What is required » How many lines in the records below contain the string "basin", matching case exactly? Reply with the number alone.
[start of Dataset content]
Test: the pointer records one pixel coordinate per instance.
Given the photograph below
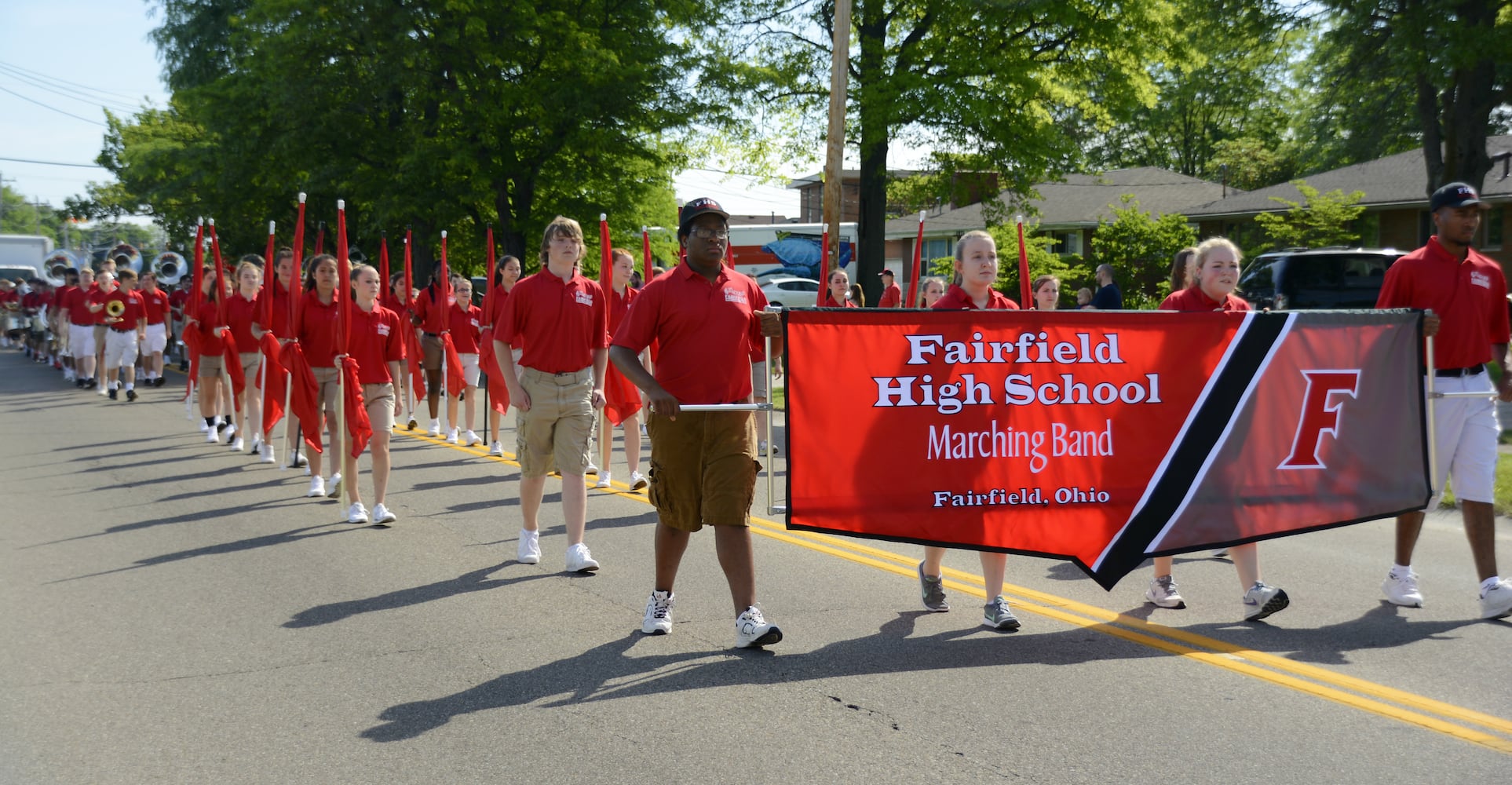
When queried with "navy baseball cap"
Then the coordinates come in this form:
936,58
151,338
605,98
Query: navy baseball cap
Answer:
694,209
1455,195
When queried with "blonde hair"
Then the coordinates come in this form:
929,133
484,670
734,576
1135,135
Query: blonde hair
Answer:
561,226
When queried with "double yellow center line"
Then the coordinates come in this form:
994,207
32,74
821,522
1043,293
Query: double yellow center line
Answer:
1469,725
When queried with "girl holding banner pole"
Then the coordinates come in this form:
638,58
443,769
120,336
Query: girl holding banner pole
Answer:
1213,290
976,272
318,316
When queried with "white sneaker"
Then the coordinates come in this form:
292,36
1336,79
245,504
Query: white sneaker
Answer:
658,613
579,558
1496,602
1163,593
530,550
752,630
1402,589
1263,601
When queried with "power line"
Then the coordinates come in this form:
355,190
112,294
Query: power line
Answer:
53,108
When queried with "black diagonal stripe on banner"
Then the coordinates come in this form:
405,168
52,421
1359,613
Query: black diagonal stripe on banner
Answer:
1213,416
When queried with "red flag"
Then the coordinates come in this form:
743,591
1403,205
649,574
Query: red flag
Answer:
646,256
305,398
1024,269
357,422
914,279
297,282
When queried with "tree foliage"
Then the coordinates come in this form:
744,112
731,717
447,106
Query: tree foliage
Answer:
1141,247
1316,221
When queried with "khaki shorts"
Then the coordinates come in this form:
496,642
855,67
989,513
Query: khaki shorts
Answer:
703,468
326,386
378,400
558,427
210,365
431,350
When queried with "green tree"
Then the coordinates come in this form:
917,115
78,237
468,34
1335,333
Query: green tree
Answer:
1314,221
1006,82
1141,247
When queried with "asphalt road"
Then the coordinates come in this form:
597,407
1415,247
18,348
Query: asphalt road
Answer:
174,613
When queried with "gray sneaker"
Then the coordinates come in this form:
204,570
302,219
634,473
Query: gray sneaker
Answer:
933,592
999,616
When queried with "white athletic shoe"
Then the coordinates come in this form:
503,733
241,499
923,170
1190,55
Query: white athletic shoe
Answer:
1402,589
579,558
530,550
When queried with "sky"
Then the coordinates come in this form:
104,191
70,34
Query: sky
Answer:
53,86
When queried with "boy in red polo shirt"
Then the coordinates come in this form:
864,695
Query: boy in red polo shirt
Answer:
563,323
126,326
1466,297
710,323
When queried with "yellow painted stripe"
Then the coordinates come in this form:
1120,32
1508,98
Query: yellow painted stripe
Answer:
1306,678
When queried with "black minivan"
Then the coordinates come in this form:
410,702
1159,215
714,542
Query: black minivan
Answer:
1316,279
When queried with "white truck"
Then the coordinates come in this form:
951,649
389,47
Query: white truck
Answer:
21,256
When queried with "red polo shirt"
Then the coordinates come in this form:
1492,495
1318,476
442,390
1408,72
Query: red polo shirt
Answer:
956,298
282,326
1469,298
318,330
1193,300
375,342
558,324
239,316
708,331
156,303
466,327
431,312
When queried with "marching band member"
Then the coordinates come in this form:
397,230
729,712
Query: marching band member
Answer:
126,324
622,400
563,321
976,274
156,336
465,323
377,344
241,310
1211,289
318,316
710,323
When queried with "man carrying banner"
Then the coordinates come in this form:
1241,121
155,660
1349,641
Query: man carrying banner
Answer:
1466,297
976,272
563,321
710,323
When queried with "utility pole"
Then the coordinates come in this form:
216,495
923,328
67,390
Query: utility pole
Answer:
835,156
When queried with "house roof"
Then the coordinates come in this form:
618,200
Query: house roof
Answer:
1393,181
1079,202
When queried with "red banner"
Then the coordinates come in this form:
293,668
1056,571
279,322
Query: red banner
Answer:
1101,439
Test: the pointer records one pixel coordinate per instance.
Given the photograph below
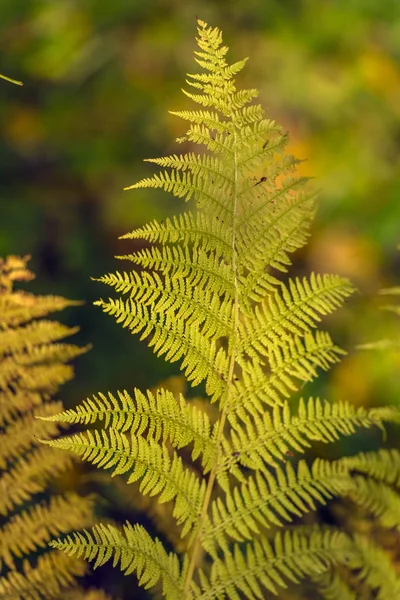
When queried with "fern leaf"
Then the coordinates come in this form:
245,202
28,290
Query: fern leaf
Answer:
145,460
291,557
273,498
133,549
161,416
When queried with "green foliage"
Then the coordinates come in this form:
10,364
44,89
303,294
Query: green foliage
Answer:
208,295
11,80
32,367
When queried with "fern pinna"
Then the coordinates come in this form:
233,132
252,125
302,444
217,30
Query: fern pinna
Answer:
208,294
33,365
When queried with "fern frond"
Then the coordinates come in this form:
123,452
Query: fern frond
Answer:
40,522
144,459
290,558
202,360
187,228
260,441
159,416
185,302
294,310
272,498
133,549
32,366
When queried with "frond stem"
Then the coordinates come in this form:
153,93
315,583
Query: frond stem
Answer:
197,546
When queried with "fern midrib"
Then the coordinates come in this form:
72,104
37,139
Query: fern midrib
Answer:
197,547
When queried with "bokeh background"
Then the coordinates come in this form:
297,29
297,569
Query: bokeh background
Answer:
99,78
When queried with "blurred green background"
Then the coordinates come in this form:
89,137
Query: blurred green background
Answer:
99,77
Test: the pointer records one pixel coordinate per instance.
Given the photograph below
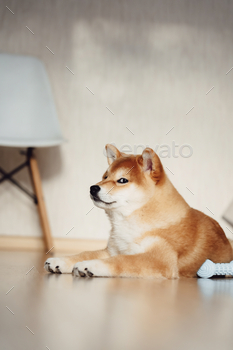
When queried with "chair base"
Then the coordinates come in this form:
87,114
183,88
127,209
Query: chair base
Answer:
37,196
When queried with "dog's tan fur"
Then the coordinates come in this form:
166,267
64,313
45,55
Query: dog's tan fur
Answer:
154,231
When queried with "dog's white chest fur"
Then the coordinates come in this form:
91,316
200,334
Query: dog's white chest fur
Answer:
123,237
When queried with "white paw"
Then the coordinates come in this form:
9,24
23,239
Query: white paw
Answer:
58,265
91,268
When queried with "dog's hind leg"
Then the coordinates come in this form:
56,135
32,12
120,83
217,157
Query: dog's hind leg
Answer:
66,264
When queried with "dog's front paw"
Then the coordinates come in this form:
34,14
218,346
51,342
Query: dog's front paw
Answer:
58,265
91,268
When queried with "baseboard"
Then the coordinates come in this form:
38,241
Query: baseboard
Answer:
60,244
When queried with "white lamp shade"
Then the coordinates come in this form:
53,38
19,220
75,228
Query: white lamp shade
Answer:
28,116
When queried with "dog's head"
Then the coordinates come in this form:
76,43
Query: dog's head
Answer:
129,182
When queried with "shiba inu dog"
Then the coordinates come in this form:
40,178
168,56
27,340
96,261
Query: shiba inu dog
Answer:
155,233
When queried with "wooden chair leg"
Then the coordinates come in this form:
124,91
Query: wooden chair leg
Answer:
35,174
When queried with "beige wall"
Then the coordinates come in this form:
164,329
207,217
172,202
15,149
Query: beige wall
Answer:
149,62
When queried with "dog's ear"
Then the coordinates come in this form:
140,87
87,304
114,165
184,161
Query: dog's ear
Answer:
112,153
151,163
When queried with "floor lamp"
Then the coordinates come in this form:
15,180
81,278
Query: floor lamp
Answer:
28,119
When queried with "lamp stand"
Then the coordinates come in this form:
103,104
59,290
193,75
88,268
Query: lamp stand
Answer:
37,197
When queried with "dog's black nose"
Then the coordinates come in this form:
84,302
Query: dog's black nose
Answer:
94,190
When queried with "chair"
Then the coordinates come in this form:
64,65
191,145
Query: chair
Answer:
28,119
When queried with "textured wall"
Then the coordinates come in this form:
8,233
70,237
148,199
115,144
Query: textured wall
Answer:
150,62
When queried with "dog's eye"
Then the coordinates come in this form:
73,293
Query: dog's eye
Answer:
122,180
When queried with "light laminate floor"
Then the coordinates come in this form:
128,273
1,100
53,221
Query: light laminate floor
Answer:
64,312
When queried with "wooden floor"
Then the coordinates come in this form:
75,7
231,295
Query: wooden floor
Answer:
64,312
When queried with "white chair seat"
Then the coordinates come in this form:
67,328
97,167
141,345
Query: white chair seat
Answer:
28,116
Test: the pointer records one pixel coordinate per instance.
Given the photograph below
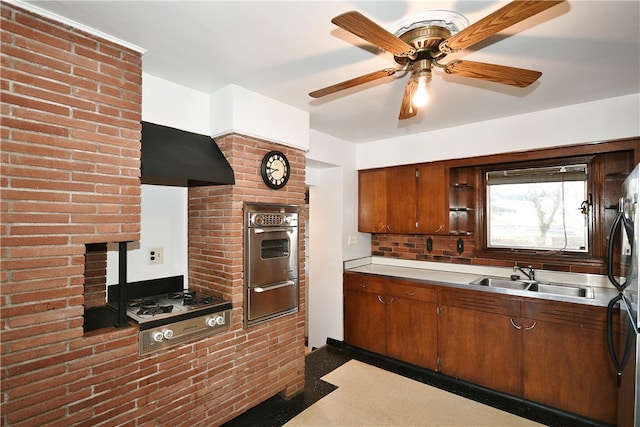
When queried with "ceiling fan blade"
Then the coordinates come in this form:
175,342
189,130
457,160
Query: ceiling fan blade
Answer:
494,73
502,18
363,27
407,110
353,82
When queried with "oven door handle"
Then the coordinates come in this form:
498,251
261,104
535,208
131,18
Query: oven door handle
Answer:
271,230
284,284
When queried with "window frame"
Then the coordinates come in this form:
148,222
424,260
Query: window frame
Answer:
538,256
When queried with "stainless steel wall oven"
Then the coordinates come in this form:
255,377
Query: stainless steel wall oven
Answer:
271,261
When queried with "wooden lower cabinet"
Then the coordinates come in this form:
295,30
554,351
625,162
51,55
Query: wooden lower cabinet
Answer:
411,324
550,352
364,313
482,348
566,362
392,318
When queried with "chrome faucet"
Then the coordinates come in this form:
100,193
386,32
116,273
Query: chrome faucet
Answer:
531,274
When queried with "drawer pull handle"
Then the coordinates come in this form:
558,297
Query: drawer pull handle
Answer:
528,328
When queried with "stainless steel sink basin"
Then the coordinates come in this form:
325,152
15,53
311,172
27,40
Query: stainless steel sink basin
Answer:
544,288
501,283
572,291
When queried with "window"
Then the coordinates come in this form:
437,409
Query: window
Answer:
541,208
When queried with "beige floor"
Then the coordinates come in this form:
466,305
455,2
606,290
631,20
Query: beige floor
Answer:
369,396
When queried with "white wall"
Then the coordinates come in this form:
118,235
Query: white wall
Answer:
163,217
576,124
235,109
332,180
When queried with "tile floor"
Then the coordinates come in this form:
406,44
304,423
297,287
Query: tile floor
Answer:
276,411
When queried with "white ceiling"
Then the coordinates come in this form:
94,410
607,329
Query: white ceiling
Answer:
587,50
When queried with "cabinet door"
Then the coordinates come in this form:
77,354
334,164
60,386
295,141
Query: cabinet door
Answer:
566,362
372,201
401,199
412,332
364,313
480,347
432,192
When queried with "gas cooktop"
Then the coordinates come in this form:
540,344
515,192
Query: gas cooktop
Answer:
157,302
170,305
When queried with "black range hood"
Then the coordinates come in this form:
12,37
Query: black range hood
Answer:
180,158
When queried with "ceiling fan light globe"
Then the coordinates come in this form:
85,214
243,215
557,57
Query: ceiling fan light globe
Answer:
420,97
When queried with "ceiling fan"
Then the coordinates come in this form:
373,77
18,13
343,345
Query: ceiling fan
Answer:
419,47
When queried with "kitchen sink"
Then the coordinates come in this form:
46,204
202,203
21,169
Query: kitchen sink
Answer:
544,288
501,283
572,291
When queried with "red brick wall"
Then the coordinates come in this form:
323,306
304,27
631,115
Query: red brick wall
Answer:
270,355
70,177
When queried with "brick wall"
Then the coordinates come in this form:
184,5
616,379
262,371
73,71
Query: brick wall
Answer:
70,179
267,358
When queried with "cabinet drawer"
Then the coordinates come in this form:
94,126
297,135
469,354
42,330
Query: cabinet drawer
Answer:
481,301
362,283
582,316
411,291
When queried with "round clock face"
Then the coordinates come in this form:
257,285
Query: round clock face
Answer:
275,169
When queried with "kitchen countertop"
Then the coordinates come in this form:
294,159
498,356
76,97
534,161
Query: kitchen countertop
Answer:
462,279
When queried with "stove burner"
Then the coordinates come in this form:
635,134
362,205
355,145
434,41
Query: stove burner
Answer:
197,301
154,309
191,298
182,295
143,302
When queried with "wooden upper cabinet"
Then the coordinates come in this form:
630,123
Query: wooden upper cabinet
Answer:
372,201
432,189
404,200
401,199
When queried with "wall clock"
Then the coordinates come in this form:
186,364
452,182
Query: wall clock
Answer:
275,169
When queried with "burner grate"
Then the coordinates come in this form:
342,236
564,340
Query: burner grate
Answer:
151,310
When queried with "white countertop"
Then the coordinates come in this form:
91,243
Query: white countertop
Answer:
461,276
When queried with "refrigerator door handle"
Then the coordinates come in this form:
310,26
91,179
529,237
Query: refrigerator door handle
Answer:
619,364
628,227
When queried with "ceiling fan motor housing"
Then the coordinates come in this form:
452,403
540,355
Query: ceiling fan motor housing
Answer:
425,40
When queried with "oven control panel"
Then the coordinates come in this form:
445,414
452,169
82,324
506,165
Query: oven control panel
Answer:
261,219
182,331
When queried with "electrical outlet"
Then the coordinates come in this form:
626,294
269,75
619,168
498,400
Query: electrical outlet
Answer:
156,256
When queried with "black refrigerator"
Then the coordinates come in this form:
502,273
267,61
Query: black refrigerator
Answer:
622,262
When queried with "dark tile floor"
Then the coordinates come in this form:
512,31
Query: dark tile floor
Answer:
276,411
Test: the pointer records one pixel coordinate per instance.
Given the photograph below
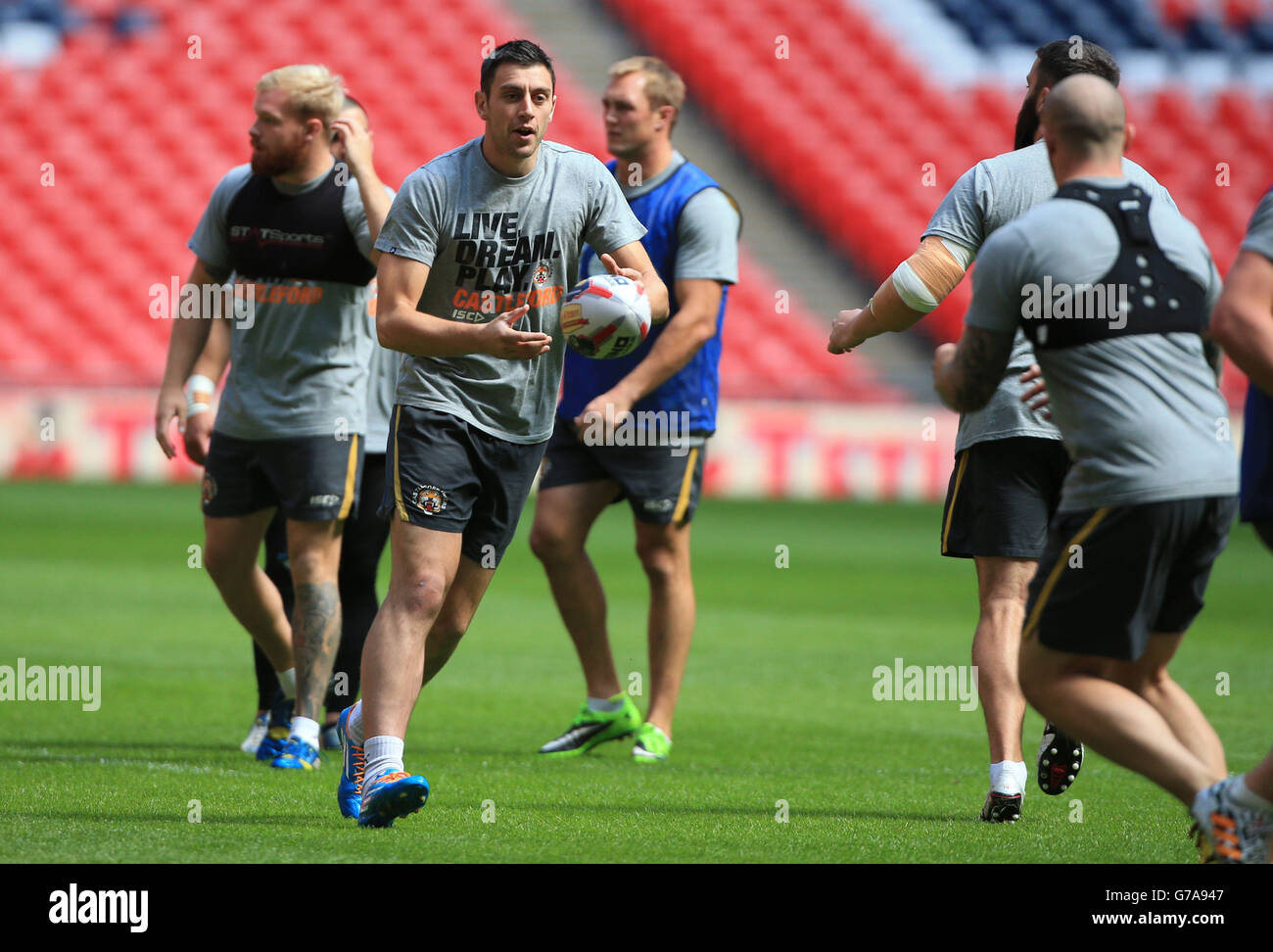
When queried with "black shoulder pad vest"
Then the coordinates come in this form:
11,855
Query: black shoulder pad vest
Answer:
1158,297
300,237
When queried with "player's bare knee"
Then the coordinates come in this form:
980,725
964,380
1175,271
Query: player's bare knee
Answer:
313,566
660,556
420,598
227,564
548,543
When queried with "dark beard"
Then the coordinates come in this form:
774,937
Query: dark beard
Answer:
1027,124
279,162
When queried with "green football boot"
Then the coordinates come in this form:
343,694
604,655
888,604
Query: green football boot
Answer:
[end of Dataset content]
Exercise answer » 2